'''

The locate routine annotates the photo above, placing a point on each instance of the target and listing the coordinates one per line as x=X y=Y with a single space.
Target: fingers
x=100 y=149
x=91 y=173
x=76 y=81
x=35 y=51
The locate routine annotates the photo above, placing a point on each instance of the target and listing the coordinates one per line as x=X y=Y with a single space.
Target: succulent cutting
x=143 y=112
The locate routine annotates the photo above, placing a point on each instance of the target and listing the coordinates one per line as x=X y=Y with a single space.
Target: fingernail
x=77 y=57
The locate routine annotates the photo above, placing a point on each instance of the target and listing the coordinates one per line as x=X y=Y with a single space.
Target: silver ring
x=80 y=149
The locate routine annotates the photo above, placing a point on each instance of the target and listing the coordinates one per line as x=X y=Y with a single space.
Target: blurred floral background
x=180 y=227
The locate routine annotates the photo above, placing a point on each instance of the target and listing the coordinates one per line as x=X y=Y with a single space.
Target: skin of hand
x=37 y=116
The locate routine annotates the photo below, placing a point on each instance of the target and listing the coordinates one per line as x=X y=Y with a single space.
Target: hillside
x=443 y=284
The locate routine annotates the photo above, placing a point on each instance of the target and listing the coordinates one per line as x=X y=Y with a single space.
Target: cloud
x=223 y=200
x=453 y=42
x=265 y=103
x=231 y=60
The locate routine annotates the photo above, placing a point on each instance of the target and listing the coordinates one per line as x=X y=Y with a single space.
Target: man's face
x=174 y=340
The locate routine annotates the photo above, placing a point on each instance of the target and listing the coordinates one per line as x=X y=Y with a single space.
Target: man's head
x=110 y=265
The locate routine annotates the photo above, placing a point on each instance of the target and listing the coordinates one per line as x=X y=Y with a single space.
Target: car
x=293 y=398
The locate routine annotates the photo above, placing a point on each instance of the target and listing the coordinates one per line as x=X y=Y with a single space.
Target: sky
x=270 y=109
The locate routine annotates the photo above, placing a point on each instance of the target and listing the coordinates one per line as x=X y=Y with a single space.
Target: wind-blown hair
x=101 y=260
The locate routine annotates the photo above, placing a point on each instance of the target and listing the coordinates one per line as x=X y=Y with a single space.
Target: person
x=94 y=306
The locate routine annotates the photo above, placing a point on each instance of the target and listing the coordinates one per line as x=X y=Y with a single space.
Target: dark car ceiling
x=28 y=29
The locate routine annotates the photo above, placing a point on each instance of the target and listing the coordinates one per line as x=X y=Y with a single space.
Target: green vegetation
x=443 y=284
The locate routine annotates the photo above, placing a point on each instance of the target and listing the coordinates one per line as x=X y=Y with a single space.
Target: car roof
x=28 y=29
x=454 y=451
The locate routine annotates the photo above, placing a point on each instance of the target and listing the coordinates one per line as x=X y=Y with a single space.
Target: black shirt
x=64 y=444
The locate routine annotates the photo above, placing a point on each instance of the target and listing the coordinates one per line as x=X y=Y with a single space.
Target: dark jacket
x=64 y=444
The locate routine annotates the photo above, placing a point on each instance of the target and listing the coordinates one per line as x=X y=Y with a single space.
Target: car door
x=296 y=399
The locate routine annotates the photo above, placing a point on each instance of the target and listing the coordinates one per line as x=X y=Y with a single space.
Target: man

'''

Transcribe the entire listing. Leave every word as it is.

- **YOUR RESPONSE**
The locate routine annotates the photo above, placing a point on each instance of the target and listing the coordinates one per line as x=X y=Y with a single space.
Target: fingers
x=100 y=149
x=91 y=173
x=76 y=81
x=35 y=51
The locate routine annotates the photo above, placing a point on each instance of the target and listing the coordinates one per line as x=X y=Y with a single space.
Target: succulent cutting
x=143 y=112
The locate routine annotates the photo above, placing a point on each instance of the target and listing the coordinates one per line as x=X y=Y with a single space.
Target: fingernail
x=77 y=57
The locate routine annotates the photo above, placing a point on each instance of the target and listing the coordinates one per line as x=X y=Y with a single space.
Target: silver ring
x=80 y=149
The locate routine annotates the photo above, placing a point on each instance of the target and listing the coordinates one per line as x=X y=Y with a single space.
Target: blurred floral background
x=180 y=227
The locate routine annotates the photo above, placing a point on each instance of the target and listing the coordinates one per line as x=X y=Y with a single space.
Target: skin of hand
x=37 y=116
The locate routine annotates the photo below, placing a point on each instance of the target and listing the coordinates one per line as x=X y=Y with a single space.
Target: hillside
x=443 y=284
The locate routine annotates the photo above, placing a point on each instance of the target and listing the coordinates one per line as x=X y=Y with a single space.
Target: cloud
x=223 y=200
x=453 y=42
x=265 y=103
x=231 y=60
The locate routine annotates the photo above, placing a point on each instance of the target and listing the coordinates one per line as x=X y=Y with a single space.
Target: man's face
x=174 y=340
The locate routine annotates the photo above, placing a point on each instance of the target and listing the coordinates one per line as x=X y=Y with a single space.
Target: man's head
x=110 y=265
The locate routine annotates the photo above, placing a point on each instance of the target and listing the coordinates one per line as x=X y=Y with a single space.
Target: car
x=293 y=398
The locate routine annotates the photo above, placing a point on each instance of the target and listing the coordinates one per line as x=X y=Y with a single space.
Target: sky
x=270 y=109
The locate routine annotates the photo above, placing a point on each instance of the target and listing the coordinates one per line as x=X y=Y with a single space.
Target: wind-blown hair
x=101 y=260
The locate routine annotates the photo above, placing a point on each instance of the target and listing the coordinates one per line as x=X y=Y with a single space.
Target: person
x=94 y=306
The locate routine annotates the photo above, placing a point on each instance of the target and listing the coordinates one per line as x=X y=Y with a single space.
Target: dark car ceiling
x=28 y=29
The locate routine annotates the photo above, placing a point on each instance of the target and listing the coordinates one per line as x=X y=Y with a single space.
Target: green vegetation
x=443 y=284
The locate routine annotates the photo above, placing a point on each instance of the target and listing the coordinates one per line as x=X y=Y with a single space.
Target: car roof
x=28 y=29
x=454 y=451
The locate routine annotates the photo above, placing a point on each instance of the target and listing the coordinates one per line as x=X y=Y with a single space.
Target: black shirt
x=64 y=444
The locate routine annotates the photo above, placing a point on each instance of the target and listing the coordinates one per line as x=X y=Y with a single space.
Target: dark jacket
x=64 y=444
The locate routine annotates the photo above, placing a point on each instance of the target and listing the coordinates one per line as x=X y=Y with a single space.
Target: car door
x=296 y=399
The locate routine annotates the photo above, placing a point on each instance of the target and listing the coordinates one per line as x=X y=Y with a single space.
Target: man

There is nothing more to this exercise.